◆ Given instruction 1
Return the stretch of the Minnesota court opinion below from "U N P U B L" through "merit, we affirm.", copied word for word.

◆ Text to read

This opinion will be unpublished and

may not be cited except as provided by

Minn. Stat. § 480A.08, subd. 3 (2004).







Wayne C. Nicolaison, petitioner,





Kevin Goodno, Commissioner of Human Services,




Filed January 17, 2006


Huspeni, Judge*



Carlton County District Court

File No. CV-04-1693


David L. Kraker, David L. Kraker & Associates, 3109 Hennepin Avenue South, Minneapolis, MN 55408 (for appellant)


Amy Klobuchar, Hennepin County Attorney, John L. Kirwin, Assistant County Attorney, C-2000 Government Center, 300 South Sixth Street, Minneapolis, MN 55487 (for respondent)


            Considered and decided by Toussaint, Chief Judge; Stoneburner, Judge; and Huspeni, Judge.

U N P U B L I S H E D   O P I N I O N


            Appellant challenges the denial of his petition for a writ of habeas corpus, arguing that he was (1) denied his constitutional right to a jury trial; (2) denied due process because the committing court failed to consider and address the Pearson factors; (3) denied due process because the committing court’s finding that he lacks the capacity to control his sexual impulses is inconsistent with the convicting court’s finding that he acted with criminal intent; and (4) denied effective assistance of counsel.  Because appellant’s claims are without merit, we affirm.

◆ Given instruction 2
In the records below, substitute "central" for "innermost" across the stretch from the line containing "For every instance of the bride's shoulder" through the line containing "x=246 y=239", leaving everything else unchanged. Give back only those lines.

◆ Records for the exercise
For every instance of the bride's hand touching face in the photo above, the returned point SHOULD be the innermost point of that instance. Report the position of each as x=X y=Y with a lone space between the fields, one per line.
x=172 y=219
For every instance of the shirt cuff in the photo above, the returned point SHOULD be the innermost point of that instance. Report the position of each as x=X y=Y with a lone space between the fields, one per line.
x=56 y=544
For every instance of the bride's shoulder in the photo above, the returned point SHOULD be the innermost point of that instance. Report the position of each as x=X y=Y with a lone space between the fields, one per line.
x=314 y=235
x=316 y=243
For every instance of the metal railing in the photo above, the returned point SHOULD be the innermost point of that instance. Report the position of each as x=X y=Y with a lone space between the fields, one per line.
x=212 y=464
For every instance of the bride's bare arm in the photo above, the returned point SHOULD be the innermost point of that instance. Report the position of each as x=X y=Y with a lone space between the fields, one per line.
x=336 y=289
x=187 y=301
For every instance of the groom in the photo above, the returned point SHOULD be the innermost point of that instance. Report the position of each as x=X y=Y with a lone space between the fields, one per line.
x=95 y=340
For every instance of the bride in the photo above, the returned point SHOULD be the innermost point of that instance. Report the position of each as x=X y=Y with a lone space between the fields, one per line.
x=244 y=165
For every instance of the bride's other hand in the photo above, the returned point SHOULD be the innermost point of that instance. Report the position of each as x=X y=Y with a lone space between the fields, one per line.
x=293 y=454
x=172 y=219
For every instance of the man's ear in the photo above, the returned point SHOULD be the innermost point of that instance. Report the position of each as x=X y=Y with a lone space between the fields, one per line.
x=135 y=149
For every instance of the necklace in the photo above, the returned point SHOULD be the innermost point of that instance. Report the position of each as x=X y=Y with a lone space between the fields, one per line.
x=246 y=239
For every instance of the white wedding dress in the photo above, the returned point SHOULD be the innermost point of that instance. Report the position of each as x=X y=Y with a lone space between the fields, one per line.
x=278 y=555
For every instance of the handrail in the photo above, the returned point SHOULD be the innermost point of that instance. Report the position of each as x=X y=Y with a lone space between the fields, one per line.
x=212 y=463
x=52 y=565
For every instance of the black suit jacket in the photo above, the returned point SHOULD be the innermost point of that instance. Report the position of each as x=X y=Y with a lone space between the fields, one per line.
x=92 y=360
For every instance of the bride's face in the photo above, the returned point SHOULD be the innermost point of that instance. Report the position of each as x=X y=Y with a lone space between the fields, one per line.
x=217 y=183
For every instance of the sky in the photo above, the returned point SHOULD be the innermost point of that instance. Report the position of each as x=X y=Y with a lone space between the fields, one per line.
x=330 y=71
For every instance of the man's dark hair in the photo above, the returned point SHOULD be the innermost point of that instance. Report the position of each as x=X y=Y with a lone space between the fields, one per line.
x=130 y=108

◆ Complete response 1
U N P U B L I S H E D   O P I N I O N


            Appellant challenges the denial of his petition for a writ of habeas corpus, arguing that he was (1) denied his constitutional right to a jury trial; (2) denied due process because the committing court failed to consider and address the Pearson factors; (3) denied due process because the committing court’s finding that he lacks the capacity to control his sexual impulses is inconsistent with the convicting court’s finding that he acted with criminal intent; and (4) denied effective assistance of counsel.  Because appellant’s claims are without merit, we affirm.

◆ Complete response 2
For every instance of the bride's shoulder in the photo above, the returned point SHOULD be the central point of that instance. Report the position of each as x=X y=Y with a lone space between the fields, one per line.
x=314 y=235
x=316 y=243
For every instance of the metal railing in the photo above, the returned point SHOULD be the central point of that instance. Report the position of each as x=X y=Y with a lone space between the fields, one per line.
x=212 y=464
For every instance of the bride's bare arm in the photo above, the returned point SHOULD be the central point of that instance. Report the position of each as x=X y=Y with a lone space between the fields, one per line.
x=336 y=289
x=187 y=301
For every instance of the groom in the photo above, the returned point SHOULD be the central point of that instance. Report the position of each as x=X y=Y with a lone space between the fields, one per line.
x=95 y=340
For every instance of the bride in the photo above, the returned point SHOULD be the central point of that instance. Report the position of each as x=X y=Y with a lone space between the fields, one per line.
x=244 y=165
For every instance of the bride's other hand in the photo above, the returned point SHOULD be the central point of that instance. Report the position of each as x=X y=Y with a lone space between the fields, one per line.
x=293 y=454
x=172 y=219
For every instance of the man's ear in the photo above, the returned point SHOULD be the central point of that instance. Report the position of each as x=X y=Y with a lone space between the fields, one per line.
x=135 y=149
For every instance of the necklace in the photo above, the returned point SHOULD be the central point of that instance. Report the position of each as x=X y=Y with a lone space between the fields, one per line.
x=246 y=239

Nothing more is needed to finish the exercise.